• Short task
Reproduce every line of the material below, switching each "bounding box" to "enclosing rectangle" and leaving everything else unchanged. Omit the pictures from the output.

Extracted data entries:
::::

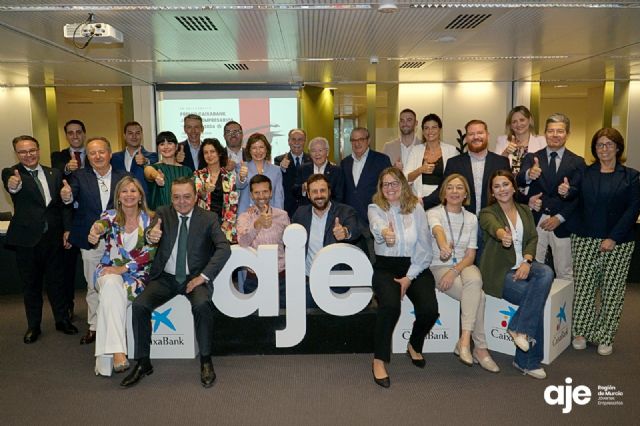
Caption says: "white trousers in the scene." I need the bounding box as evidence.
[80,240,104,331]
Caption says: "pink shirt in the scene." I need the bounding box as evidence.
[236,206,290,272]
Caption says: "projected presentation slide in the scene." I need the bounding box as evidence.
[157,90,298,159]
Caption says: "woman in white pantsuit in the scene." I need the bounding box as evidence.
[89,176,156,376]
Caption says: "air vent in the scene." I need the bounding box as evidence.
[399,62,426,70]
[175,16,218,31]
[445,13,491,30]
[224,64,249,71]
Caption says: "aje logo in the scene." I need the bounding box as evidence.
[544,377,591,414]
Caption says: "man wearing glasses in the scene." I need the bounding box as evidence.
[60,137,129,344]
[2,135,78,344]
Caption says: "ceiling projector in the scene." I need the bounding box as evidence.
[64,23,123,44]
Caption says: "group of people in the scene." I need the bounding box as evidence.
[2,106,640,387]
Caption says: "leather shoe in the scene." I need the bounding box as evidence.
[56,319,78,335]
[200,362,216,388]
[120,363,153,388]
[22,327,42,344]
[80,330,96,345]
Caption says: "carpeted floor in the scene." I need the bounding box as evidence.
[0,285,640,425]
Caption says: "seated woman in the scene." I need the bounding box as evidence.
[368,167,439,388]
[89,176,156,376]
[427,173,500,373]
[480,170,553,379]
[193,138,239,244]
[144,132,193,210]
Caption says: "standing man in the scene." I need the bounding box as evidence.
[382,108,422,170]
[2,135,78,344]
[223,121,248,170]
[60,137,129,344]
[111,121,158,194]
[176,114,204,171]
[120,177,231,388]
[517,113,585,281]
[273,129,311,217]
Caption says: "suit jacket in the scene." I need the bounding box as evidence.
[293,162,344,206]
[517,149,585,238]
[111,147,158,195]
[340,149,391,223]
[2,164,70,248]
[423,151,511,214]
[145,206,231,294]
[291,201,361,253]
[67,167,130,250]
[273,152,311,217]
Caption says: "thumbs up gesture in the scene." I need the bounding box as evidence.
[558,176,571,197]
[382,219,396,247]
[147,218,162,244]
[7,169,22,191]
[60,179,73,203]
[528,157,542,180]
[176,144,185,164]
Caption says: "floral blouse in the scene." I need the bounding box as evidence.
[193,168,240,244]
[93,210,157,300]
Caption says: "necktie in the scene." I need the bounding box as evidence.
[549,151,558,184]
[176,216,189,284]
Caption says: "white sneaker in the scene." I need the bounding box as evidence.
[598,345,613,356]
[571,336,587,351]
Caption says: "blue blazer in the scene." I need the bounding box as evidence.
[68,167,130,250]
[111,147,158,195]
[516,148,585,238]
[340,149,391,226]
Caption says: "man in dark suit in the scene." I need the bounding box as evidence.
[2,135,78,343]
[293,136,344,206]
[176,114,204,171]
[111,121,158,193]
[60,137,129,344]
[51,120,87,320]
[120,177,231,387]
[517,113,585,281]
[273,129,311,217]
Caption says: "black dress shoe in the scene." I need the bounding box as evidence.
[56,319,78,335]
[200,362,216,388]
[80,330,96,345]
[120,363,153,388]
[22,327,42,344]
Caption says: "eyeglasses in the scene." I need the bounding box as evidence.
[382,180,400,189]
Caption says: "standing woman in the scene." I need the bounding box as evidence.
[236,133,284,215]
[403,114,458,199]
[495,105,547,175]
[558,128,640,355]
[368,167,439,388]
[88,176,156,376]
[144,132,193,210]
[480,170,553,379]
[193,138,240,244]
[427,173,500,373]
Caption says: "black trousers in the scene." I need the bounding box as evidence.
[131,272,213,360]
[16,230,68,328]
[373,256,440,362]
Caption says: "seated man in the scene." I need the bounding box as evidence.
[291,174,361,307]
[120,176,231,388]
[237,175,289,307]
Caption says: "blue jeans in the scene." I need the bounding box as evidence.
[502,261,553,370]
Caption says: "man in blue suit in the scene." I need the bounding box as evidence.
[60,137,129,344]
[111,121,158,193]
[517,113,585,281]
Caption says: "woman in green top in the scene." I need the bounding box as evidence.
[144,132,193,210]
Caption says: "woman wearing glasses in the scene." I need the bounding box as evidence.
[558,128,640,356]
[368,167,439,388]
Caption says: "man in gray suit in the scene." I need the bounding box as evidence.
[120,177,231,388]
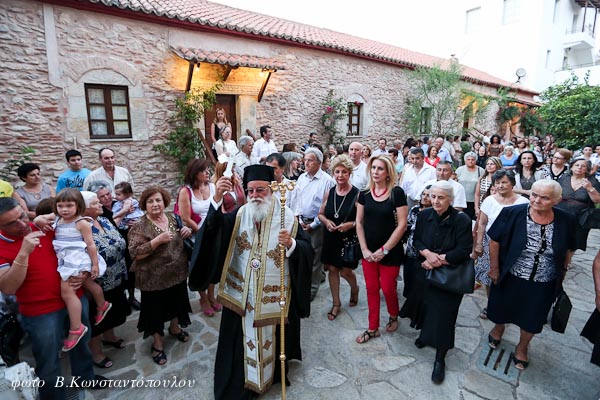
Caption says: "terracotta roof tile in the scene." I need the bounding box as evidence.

::::

• Response below
Caption says: "white trousers in the scene." I need the enclosing rectangle as evidence.
[80,240,104,331]
Caption says: "pink shirt in the scene." I need the enclosing rectangle as evidence.
[236,206,290,272]
Caption says: "projected presentation slide in the scene." I need the enclosing rectangle as evidence.
[157,90,298,159]
Caption says: "woman in white pantsuit in the scene." I need the enclosing rectangle as evidence.
[89,176,156,376]
Caption says: "air vent in the scene." I need the enclosing rectangle as evidence.
[399,62,426,70]
[175,16,218,31]
[445,13,491,30]
[224,64,249,71]
Caption says: "aje logo in the scene." I need the enclosing rectangle as evidence.
[544,377,591,414]
Caption says: "man wearing glasses in the scene." I need the enclosing rectangle as evidence.
[60,137,129,344]
[2,135,78,344]
Caption says: "ceiling projector in the scene." I need the enclosing rectangle as evidence.
[64,23,123,44]
Caption says: "group of people in the scene." I need the enclosing rectangle as evidence.
[2,106,640,387]
Caption says: "leather shoe in the scene." I need the enclosing rectangle as evidence.
[56,319,78,335]
[200,362,216,388]
[120,363,153,388]
[22,327,42,344]
[80,330,96,345]
Caption says: "carpeted floor in the scene." I need the enclosing rectangle as evidence.
[0,285,640,425]
Caption says: "seated woman in the scene." I need the enclosing rectangle as evidence.
[368,167,439,388]
[89,176,156,376]
[427,173,500,373]
[480,170,553,379]
[193,138,239,244]
[144,132,193,210]
Caption says: "standing man in the scene." I need the enclosing rectangle as evidence.
[382,108,422,170]
[2,135,78,344]
[223,121,248,170]
[60,137,129,344]
[111,121,158,194]
[176,114,204,171]
[120,177,231,388]
[517,113,585,281]
[273,129,311,217]
Caption says: "suit jacket in the scene." I need the enclosing rectangle as evidence.
[293,162,344,206]
[517,149,585,238]
[111,147,158,195]
[340,149,391,223]
[2,164,70,248]
[423,151,511,214]
[145,206,231,294]
[291,201,361,253]
[67,167,130,250]
[273,152,311,217]
Caption says: "thumbs up gesture in the scene." I need the enclosing rectangle as evidence.
[558,176,571,197]
[382,219,396,247]
[147,218,162,244]
[7,169,22,191]
[60,179,73,203]
[528,157,542,180]
[176,144,185,164]
Caption says: "floral blouse in the scene." I need the enclosing rectangle as evidence.
[193,168,240,244]
[93,210,157,300]
Caption says: "necktie in the scene." I need the enclosing rectangle as evidence.
[549,151,558,184]
[176,216,189,284]
Caption says: "white sneaker in the scene." I need the enclosing rectangle as evidence.
[598,345,613,356]
[571,336,587,351]
Caption says: "blue blazer in the scene." I need the enclosing rectangle as evidence.
[68,167,130,250]
[111,147,158,195]
[516,148,585,238]
[340,149,391,226]
Caption says: "man in dark suit in the scene." I need the enclosing rectangle as evidence.
[2,135,78,343]
[293,136,344,206]
[176,114,204,171]
[111,121,158,193]
[60,137,129,344]
[51,120,87,320]
[120,177,231,387]
[517,113,585,281]
[273,129,311,217]
Caption says: "black dress shoe in the scene." I need the enclosing rectangle as evidence.
[56,319,78,335]
[200,362,216,388]
[80,330,96,345]
[120,363,153,388]
[22,327,42,344]
Caption says: "eyeglasses in the scene." I need the enclosing rectangle as evidence.
[382,180,400,189]
Caption says: "standing woman in the scene." I need the enclosing rectangle as evidence.
[236,133,284,215]
[403,114,458,199]
[495,105,547,175]
[558,128,640,355]
[368,167,439,388]
[88,176,156,376]
[144,132,193,210]
[480,170,553,379]
[193,138,240,244]
[427,173,500,373]
Caption says: "black trousers in the scene." I need the enclosing rectangle as evidence.
[131,272,213,360]
[16,230,68,328]
[373,256,440,362]
Caption says: "seated man in the scene." I need the enclosing rectangle as evidence.
[291,174,361,307]
[120,176,231,388]
[237,175,289,307]
Caption says: "blue jeans in the scene." I need the enclosing rectangle as evidence.
[502,261,553,370]
Caption says: "man in blue suit in the scene." I need the enclosing rectangle as evidence.
[60,137,129,344]
[111,121,158,193]
[517,113,585,281]
Caption says: "woman in green top in the scene." I need the enclosing rectangle as evidence.
[144,132,193,210]
Caption says: "woman wearing glasses in the scene." I need the enclosing rectangle as evidence.
[558,128,640,356]
[368,167,439,388]
Caption says: "man in gray suit in the scene." I need the enclosing rectangle as evidence.
[120,177,231,388]
Caption says: "terracotta roof tile in the scene." I need the enclosing rectangle as evidence.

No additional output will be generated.